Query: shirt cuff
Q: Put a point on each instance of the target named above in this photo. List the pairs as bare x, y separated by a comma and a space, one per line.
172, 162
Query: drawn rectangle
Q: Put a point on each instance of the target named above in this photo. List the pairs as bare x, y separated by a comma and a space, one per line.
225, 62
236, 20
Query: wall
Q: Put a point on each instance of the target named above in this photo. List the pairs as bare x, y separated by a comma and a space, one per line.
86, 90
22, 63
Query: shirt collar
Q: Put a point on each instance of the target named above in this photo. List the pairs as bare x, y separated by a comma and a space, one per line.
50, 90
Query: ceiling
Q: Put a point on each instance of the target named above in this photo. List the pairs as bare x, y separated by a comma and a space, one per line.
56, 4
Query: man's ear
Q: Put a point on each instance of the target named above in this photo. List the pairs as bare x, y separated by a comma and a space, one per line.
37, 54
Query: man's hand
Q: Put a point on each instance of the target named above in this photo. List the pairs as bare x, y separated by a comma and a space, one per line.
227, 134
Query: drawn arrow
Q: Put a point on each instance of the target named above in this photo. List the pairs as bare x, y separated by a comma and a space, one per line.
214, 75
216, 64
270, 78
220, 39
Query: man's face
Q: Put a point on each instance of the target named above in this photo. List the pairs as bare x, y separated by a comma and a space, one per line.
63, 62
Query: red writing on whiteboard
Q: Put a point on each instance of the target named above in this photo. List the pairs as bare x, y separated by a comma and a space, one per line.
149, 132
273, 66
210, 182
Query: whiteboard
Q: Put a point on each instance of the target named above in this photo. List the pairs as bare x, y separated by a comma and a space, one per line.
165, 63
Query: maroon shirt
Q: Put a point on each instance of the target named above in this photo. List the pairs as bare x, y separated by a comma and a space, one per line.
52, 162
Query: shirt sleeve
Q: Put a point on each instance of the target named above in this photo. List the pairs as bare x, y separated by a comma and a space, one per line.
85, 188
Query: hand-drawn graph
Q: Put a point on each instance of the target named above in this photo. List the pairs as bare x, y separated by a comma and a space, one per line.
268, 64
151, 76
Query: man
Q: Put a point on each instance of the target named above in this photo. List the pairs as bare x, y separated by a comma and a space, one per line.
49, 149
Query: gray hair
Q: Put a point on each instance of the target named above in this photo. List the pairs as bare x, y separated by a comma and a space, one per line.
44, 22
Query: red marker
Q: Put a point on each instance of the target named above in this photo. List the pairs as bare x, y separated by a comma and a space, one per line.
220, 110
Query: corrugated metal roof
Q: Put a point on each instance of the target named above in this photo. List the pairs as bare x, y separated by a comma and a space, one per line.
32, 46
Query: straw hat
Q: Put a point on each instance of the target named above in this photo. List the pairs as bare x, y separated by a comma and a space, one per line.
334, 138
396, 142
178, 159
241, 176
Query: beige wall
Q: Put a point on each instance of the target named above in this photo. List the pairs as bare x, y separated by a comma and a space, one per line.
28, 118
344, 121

^^^^^^^^^^^^^^^^

— GIVEN TASK —
Copy every one of the records above word for word, from the first line to the last.

— SOLUTION FOR THIS TASK —
Query: shirt cuff
Q: Put a point on each instance of the target named above in this photo. List the pairs as bare x, y separated by a comma and a space, one per line.
172, 162
Query: drawn rectangle
Q: Put a point on each instance of the target named above in this photo. List the pairs as bare x, y separated by a comma and a space, one per line.
225, 62
236, 20
Query: wall
Q: Put a point on each instance of the target named above in this photo. List the pairs as bare x, y separated by a comma and a space, one per line.
86, 90
22, 63
Query: shirt collar
Q: Put a point on each instance of the target named above in this photo. List the pairs as bare x, y separated by a comma and a space, one per line.
50, 90
Query: ceiling
Q: Put a point on each instance of the target named above in this photo. List the pairs as bare x, y separated by a comma and a space, one per line.
56, 4
Query: man's ear
Q: Put a point on each instance of the target named above in this photo. List the pairs as bare x, y separated by a comma and a space, one per line.
37, 54
Query: man's hand
Q: Put a point on each instance of the target named above in this photo. List the pairs as bare x, y separated by a comma and a space, one per line.
227, 134
Query: drawn arrow
Q: Put a point on each instance of the target named above in this photo. List the pairs as bare x, y separated by a comma and a space, one per line.
214, 75
216, 64
270, 78
220, 39
Query: man's face
Q: Put a point on each instance of the target named above in this photo. List the pairs as bare x, y separated by a comma and a space, one per line.
63, 62
Query: red writing on whiteboard
Q: Put a point on each instance of the target named above in this photo. List the pairs as bare x, y separated by a comma and a space, one per line.
149, 132
273, 66
210, 182
Query: whiteboard
Q: Put a point on each instance of the target named above in this photo. List the pairs as bare x, y separated by a comma and a space, one per line.
165, 63
Query: maroon shirt
Q: Put a point on each instance of the target named above in this photo. List the pairs as bare x, y separated by a comma and a space, one per line.
52, 162
Query: shirt sleeve
Q: Put a point on each instance of the target named above in this photo. List the pairs as bare x, y separated by a comma and a space, one per line.
85, 188
Query: hand-drawn graph
Q: Put a point on each instance of the target named above in this photo. List the pairs as bare x, y separated by a comma and a space, one per line.
268, 64
151, 76
Query: man
Q: Put a point on each instance of the target named above in this photo. List the pairs as bare x, y separated by a comma and a space, one per line.
49, 149
Query: gray hair
Q: Put a point on each instance of the target named above in this photo. List the pairs as bare x, y separated by a comma and a space, one per line.
44, 22
Query: red marker
Q: Put a point on each instance of the target named above in this photo. List the pairs as bare x, y separated by a comma and a space, one per line.
220, 110
Query: corrugated metal roof
Q: Put a point on each instance of the target named above in this photo. List the pairs as bare x, y separated by a comma and a space, one per line.
32, 46
Query: straw hat
Q: Put a point on each instance of the target named above in this photo. List the pairs as bare x, y separated by a comma and a space, one per line.
334, 138
396, 142
178, 159
241, 176
Query: beige wall
Q: Put a point on each instance of the target named above in this photo. List the pairs as bare x, y separated by a comma and a space, one per line.
28, 118
344, 121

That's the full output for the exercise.